- [Exercise input]
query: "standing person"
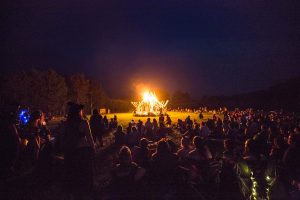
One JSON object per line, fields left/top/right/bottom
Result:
{"left": 90, "top": 109, "right": 104, "bottom": 147}
{"left": 113, "top": 115, "right": 118, "bottom": 128}
{"left": 152, "top": 119, "right": 158, "bottom": 139}
{"left": 36, "top": 111, "right": 53, "bottom": 176}
{"left": 0, "top": 109, "right": 21, "bottom": 178}
{"left": 23, "top": 110, "right": 43, "bottom": 164}
{"left": 62, "top": 103, "right": 95, "bottom": 194}
{"left": 103, "top": 115, "right": 109, "bottom": 128}
{"left": 199, "top": 111, "right": 203, "bottom": 119}
{"left": 39, "top": 111, "right": 52, "bottom": 140}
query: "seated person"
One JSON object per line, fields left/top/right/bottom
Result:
{"left": 188, "top": 136, "right": 212, "bottom": 163}
{"left": 222, "top": 139, "right": 236, "bottom": 165}
{"left": 114, "top": 125, "right": 126, "bottom": 146}
{"left": 126, "top": 127, "right": 139, "bottom": 148}
{"left": 110, "top": 146, "right": 145, "bottom": 198}
{"left": 187, "top": 136, "right": 212, "bottom": 181}
{"left": 177, "top": 137, "right": 191, "bottom": 162}
{"left": 151, "top": 139, "right": 178, "bottom": 184}
{"left": 132, "top": 138, "right": 151, "bottom": 169}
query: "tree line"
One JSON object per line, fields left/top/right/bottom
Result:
{"left": 198, "top": 77, "right": 300, "bottom": 112}
{"left": 0, "top": 69, "right": 111, "bottom": 115}
{"left": 0, "top": 68, "right": 192, "bottom": 114}
{"left": 155, "top": 77, "right": 300, "bottom": 112}
{"left": 1, "top": 68, "right": 298, "bottom": 114}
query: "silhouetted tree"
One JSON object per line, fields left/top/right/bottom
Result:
{"left": 109, "top": 99, "right": 131, "bottom": 113}
{"left": 171, "top": 90, "right": 192, "bottom": 108}
{"left": 66, "top": 73, "right": 90, "bottom": 106}
{"left": 43, "top": 69, "right": 68, "bottom": 114}
{"left": 88, "top": 80, "right": 109, "bottom": 114}
{"left": 0, "top": 69, "right": 68, "bottom": 114}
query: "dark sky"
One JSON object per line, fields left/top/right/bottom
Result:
{"left": 1, "top": 0, "right": 300, "bottom": 98}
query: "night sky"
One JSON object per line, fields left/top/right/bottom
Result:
{"left": 1, "top": 0, "right": 300, "bottom": 98}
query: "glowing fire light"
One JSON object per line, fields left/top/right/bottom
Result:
{"left": 143, "top": 91, "right": 158, "bottom": 104}
{"left": 132, "top": 90, "right": 168, "bottom": 116}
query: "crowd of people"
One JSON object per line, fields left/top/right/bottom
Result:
{"left": 106, "top": 109, "right": 300, "bottom": 200}
{"left": 1, "top": 103, "right": 300, "bottom": 200}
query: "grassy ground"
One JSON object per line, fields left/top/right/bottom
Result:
{"left": 48, "top": 111, "right": 219, "bottom": 130}
{"left": 47, "top": 111, "right": 221, "bottom": 147}
{"left": 105, "top": 111, "right": 217, "bottom": 127}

- [Problem]
Could you reproduce every entry exactly, leaving out the pictures?

- [Result of the exercise]
query: "standing person"
One JSON object per line, fields left/top/right/bottom
Result:
{"left": 90, "top": 109, "right": 104, "bottom": 147}
{"left": 113, "top": 115, "right": 118, "bottom": 128}
{"left": 152, "top": 119, "right": 158, "bottom": 139}
{"left": 36, "top": 111, "right": 53, "bottom": 176}
{"left": 0, "top": 109, "right": 21, "bottom": 178}
{"left": 23, "top": 110, "right": 43, "bottom": 164}
{"left": 62, "top": 103, "right": 95, "bottom": 194}
{"left": 103, "top": 115, "right": 109, "bottom": 128}
{"left": 199, "top": 111, "right": 203, "bottom": 119}
{"left": 39, "top": 111, "right": 52, "bottom": 140}
query: "seated person"
One JSON object per line, fields left/top/right/bottom
Result:
{"left": 188, "top": 136, "right": 212, "bottom": 163}
{"left": 222, "top": 139, "right": 236, "bottom": 165}
{"left": 114, "top": 125, "right": 126, "bottom": 146}
{"left": 126, "top": 127, "right": 139, "bottom": 148}
{"left": 110, "top": 146, "right": 145, "bottom": 198}
{"left": 187, "top": 136, "right": 212, "bottom": 181}
{"left": 177, "top": 137, "right": 191, "bottom": 162}
{"left": 151, "top": 139, "right": 178, "bottom": 184}
{"left": 132, "top": 138, "right": 151, "bottom": 169}
query: "tree line"
One JSON object per line, fields left/top/right/bottom
Result:
{"left": 198, "top": 77, "right": 300, "bottom": 112}
{"left": 0, "top": 69, "right": 111, "bottom": 115}
{"left": 0, "top": 68, "right": 192, "bottom": 114}
{"left": 155, "top": 77, "right": 300, "bottom": 112}
{"left": 1, "top": 68, "right": 298, "bottom": 114}
query: "silhouetted tree"
One JSON object per line, fields left/top/right/bottom
Result:
{"left": 109, "top": 99, "right": 131, "bottom": 113}
{"left": 171, "top": 90, "right": 192, "bottom": 108}
{"left": 66, "top": 73, "right": 90, "bottom": 106}
{"left": 43, "top": 69, "right": 68, "bottom": 114}
{"left": 88, "top": 80, "right": 109, "bottom": 114}
{"left": 0, "top": 69, "right": 68, "bottom": 114}
query: "dark sky"
One JSON object per line, fields left/top/right/bottom
Result:
{"left": 1, "top": 0, "right": 300, "bottom": 98}
query: "night sky"
One JSON object per line, fields left/top/right/bottom
Result:
{"left": 1, "top": 0, "right": 300, "bottom": 98}
query: "glowing fire light"
One JSON object per line, fields left/top/right/bottom
Result:
{"left": 143, "top": 91, "right": 158, "bottom": 104}
{"left": 132, "top": 90, "right": 168, "bottom": 116}
query: "crowd of people"
One JSON object per line, fields left/top/right/bottom
Result:
{"left": 106, "top": 109, "right": 300, "bottom": 200}
{"left": 1, "top": 103, "right": 300, "bottom": 200}
query: "grassy ground"
One JSON object per line, fields left/top/right/bottom
Result:
{"left": 48, "top": 111, "right": 219, "bottom": 130}
{"left": 47, "top": 111, "right": 221, "bottom": 147}
{"left": 105, "top": 111, "right": 217, "bottom": 127}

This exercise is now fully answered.